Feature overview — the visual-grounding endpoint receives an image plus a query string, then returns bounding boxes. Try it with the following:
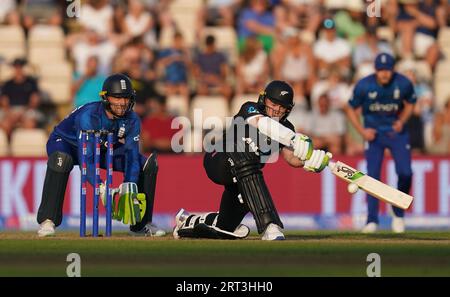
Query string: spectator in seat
[314,18,351,78]
[271,27,315,103]
[194,35,232,99]
[0,59,44,136]
[67,30,117,75]
[157,32,190,100]
[310,94,345,155]
[311,68,352,110]
[236,37,269,94]
[0,0,20,25]
[428,98,450,155]
[77,0,114,38]
[237,0,275,53]
[141,96,180,153]
[126,59,161,119]
[72,56,106,107]
[397,0,446,69]
[22,0,64,30]
[199,0,242,27]
[125,0,158,48]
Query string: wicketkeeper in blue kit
[37,74,165,237]
[345,53,416,233]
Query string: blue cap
[375,53,395,70]
[322,18,336,29]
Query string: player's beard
[111,104,128,117]
[266,105,286,120]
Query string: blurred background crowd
[0,0,450,156]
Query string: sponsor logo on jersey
[247,106,258,113]
[369,103,398,112]
[394,87,400,100]
[242,137,259,156]
[369,91,378,100]
[117,127,125,138]
[120,79,127,90]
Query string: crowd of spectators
[0,0,450,155]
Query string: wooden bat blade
[329,161,414,209]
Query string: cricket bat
[328,161,414,209]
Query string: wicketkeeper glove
[291,133,313,161]
[100,183,147,225]
[303,150,333,172]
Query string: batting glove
[291,133,313,161]
[303,150,333,173]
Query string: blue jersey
[50,102,141,183]
[349,72,416,132]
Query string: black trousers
[203,152,249,232]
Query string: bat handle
[327,152,336,169]
[328,160,336,170]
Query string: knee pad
[47,152,73,173]
[228,148,283,234]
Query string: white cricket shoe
[389,206,405,233]
[173,208,190,239]
[38,219,55,237]
[361,222,378,234]
[130,223,166,237]
[391,216,405,233]
[261,223,285,240]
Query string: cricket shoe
[130,223,166,237]
[38,219,55,237]
[361,222,378,234]
[261,223,285,240]
[173,208,190,239]
[389,206,405,234]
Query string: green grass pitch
[0,231,450,277]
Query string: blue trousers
[47,133,147,172]
[365,132,412,224]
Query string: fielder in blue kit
[37,74,165,236]
[345,53,416,233]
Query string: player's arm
[344,83,377,141]
[75,110,98,185]
[247,115,313,161]
[124,119,141,183]
[281,147,305,168]
[392,102,414,132]
[392,81,417,132]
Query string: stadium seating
[28,25,64,47]
[0,129,9,157]
[166,95,189,116]
[39,78,72,104]
[191,96,229,129]
[11,128,48,157]
[231,94,259,116]
[201,27,238,65]
[377,26,395,44]
[0,26,25,62]
[28,46,66,66]
[434,79,450,110]
[0,64,37,82]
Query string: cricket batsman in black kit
[173,81,331,240]
[37,74,165,237]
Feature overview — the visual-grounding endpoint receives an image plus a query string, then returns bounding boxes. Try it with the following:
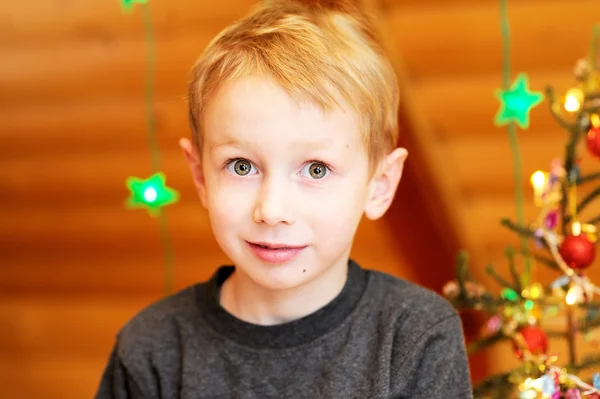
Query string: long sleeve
[94,347,146,399]
[391,314,473,399]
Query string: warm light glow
[565,89,583,112]
[565,285,583,305]
[144,187,158,202]
[571,222,581,236]
[529,283,543,299]
[531,170,546,190]
[529,170,546,206]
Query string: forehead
[203,77,364,149]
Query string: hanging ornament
[565,388,581,399]
[585,127,600,158]
[559,234,596,270]
[513,326,548,359]
[126,172,179,216]
[494,73,544,129]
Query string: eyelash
[222,158,333,180]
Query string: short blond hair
[188,0,399,167]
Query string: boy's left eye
[302,162,331,180]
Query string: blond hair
[188,0,399,167]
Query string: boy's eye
[227,159,256,176]
[302,162,329,179]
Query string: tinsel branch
[577,172,600,185]
[567,354,600,373]
[565,186,600,223]
[546,86,577,132]
[577,187,600,213]
[578,306,600,333]
[500,218,549,250]
[467,331,508,356]
[473,372,513,399]
[533,254,561,271]
[504,246,522,292]
[585,215,600,224]
[485,264,521,292]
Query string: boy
[96,0,472,399]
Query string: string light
[565,89,583,112]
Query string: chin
[238,263,313,291]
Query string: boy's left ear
[365,148,408,220]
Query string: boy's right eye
[226,158,256,176]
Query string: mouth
[247,241,306,264]
[248,241,306,249]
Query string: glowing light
[529,170,547,206]
[144,187,158,202]
[494,73,544,129]
[571,222,581,236]
[565,89,583,112]
[529,283,544,299]
[126,172,179,216]
[500,288,519,302]
[565,285,583,305]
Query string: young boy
[96,0,472,399]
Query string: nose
[253,177,294,225]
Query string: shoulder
[117,284,204,359]
[360,270,460,340]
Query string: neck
[220,261,348,326]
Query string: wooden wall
[0,0,464,399]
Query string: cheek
[207,178,253,230]
[305,184,365,241]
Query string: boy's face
[182,77,405,290]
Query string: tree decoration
[119,0,179,295]
[494,73,544,129]
[559,234,596,270]
[444,0,600,399]
[586,127,600,158]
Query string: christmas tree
[444,20,600,399]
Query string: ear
[179,139,206,207]
[365,148,408,220]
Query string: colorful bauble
[513,326,548,359]
[559,234,596,270]
[585,126,600,158]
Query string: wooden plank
[0,295,158,399]
[0,0,258,47]
[390,0,600,80]
[0,93,190,161]
[0,148,192,208]
[0,201,211,256]
[0,31,216,107]
[0,252,230,298]
[443,131,600,198]
[411,69,576,142]
[377,3,486,268]
[0,358,107,399]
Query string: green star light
[494,73,544,129]
[119,0,148,12]
[126,172,179,217]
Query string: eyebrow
[210,138,327,152]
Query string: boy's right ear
[179,139,206,207]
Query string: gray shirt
[95,260,472,399]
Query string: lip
[246,241,306,264]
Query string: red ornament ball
[513,326,548,359]
[586,126,600,158]
[559,234,596,270]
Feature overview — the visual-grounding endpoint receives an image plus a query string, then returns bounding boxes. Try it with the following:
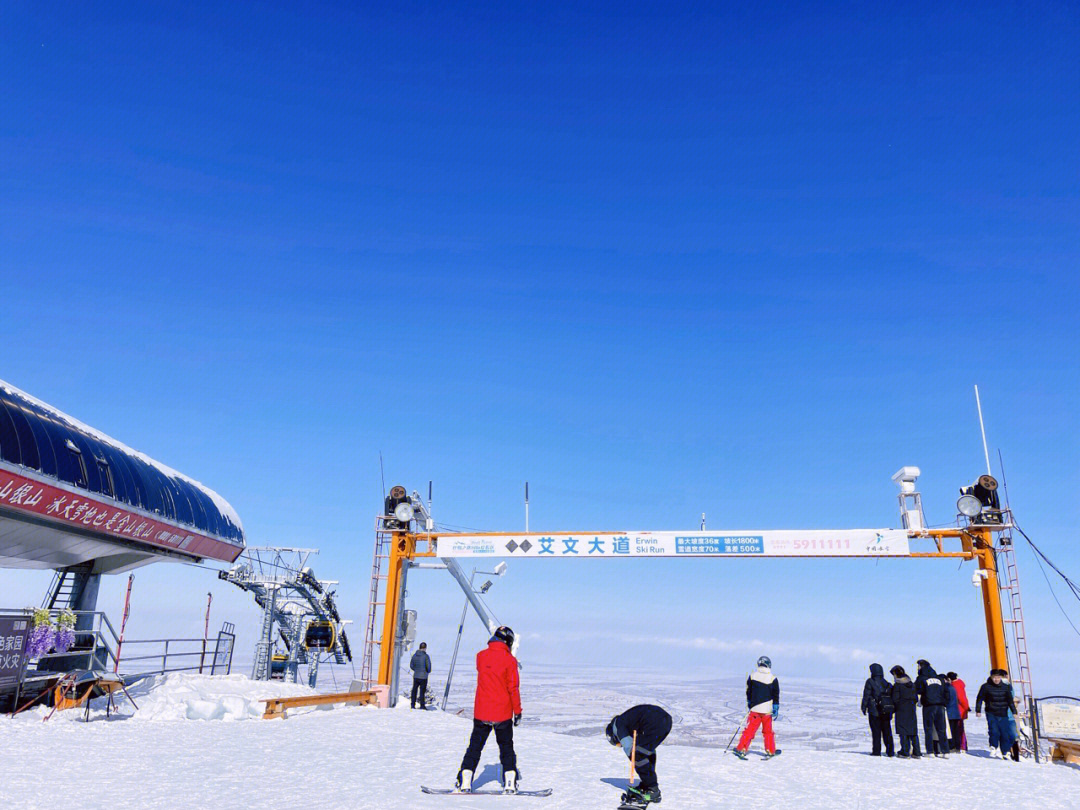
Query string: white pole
[975,386,994,475]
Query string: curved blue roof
[0,380,244,544]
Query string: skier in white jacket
[734,656,780,759]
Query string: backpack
[874,684,896,715]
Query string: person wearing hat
[945,672,968,753]
[915,658,948,758]
[454,626,522,793]
[408,642,431,708]
[861,664,894,757]
[975,670,1016,759]
[889,664,922,759]
[604,703,672,807]
[734,656,780,759]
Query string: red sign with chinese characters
[0,470,244,563]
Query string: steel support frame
[378,525,1009,705]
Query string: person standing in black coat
[975,670,1017,759]
[862,664,893,757]
[915,658,948,758]
[889,664,922,759]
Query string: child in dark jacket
[889,664,922,759]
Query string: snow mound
[126,673,316,721]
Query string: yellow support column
[974,529,1014,675]
[377,531,416,686]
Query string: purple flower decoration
[26,624,56,658]
[53,625,75,652]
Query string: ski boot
[502,771,517,793]
[454,770,472,793]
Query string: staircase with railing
[997,516,1035,716]
[360,515,393,689]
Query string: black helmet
[604,717,619,745]
[491,624,514,647]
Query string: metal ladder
[997,528,1035,716]
[360,516,393,689]
[252,593,274,680]
[41,563,94,610]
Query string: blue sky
[0,3,1080,692]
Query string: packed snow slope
[0,676,1080,810]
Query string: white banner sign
[1039,700,1080,740]
[436,529,910,559]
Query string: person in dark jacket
[975,670,1016,758]
[915,659,948,758]
[889,664,922,759]
[734,656,780,759]
[408,642,431,708]
[455,626,522,793]
[862,664,893,757]
[945,672,971,753]
[604,703,672,807]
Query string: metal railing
[26,609,120,677]
[122,630,237,676]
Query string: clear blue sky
[0,2,1080,693]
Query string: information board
[436,529,912,559]
[1039,698,1080,740]
[0,612,30,691]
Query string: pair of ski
[420,785,647,810]
[420,785,551,797]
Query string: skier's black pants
[868,714,892,756]
[922,706,948,754]
[900,734,921,757]
[948,718,963,751]
[413,678,428,708]
[461,720,517,773]
[634,745,659,788]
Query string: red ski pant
[739,712,777,754]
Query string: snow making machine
[0,380,244,701]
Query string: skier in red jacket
[455,626,522,793]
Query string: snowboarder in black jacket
[915,659,948,758]
[975,670,1016,758]
[604,703,672,807]
[889,664,922,759]
[862,664,893,757]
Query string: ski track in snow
[0,676,1080,810]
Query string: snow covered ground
[0,673,1080,810]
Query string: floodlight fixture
[956,495,983,517]
[892,467,921,494]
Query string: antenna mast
[975,386,994,475]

→ **REQUIRED WORK**
In the listing, replace "wooden wall" with "brick wall" in the lines starting at the one containing "Query string: shoulder" and ending at the one containing "[182,77,405,290]". Return only those lines, otherwise unchanged.

→ **TASK OUTPUT**
Query string: shoulder
[117,284,204,359]
[360,270,460,340]
Query string: neck
[220,261,348,326]
Query string: brick wall
[0,0,464,399]
Query string: cheek
[207,178,253,230]
[305,184,365,241]
Query string: boy's face
[182,77,405,290]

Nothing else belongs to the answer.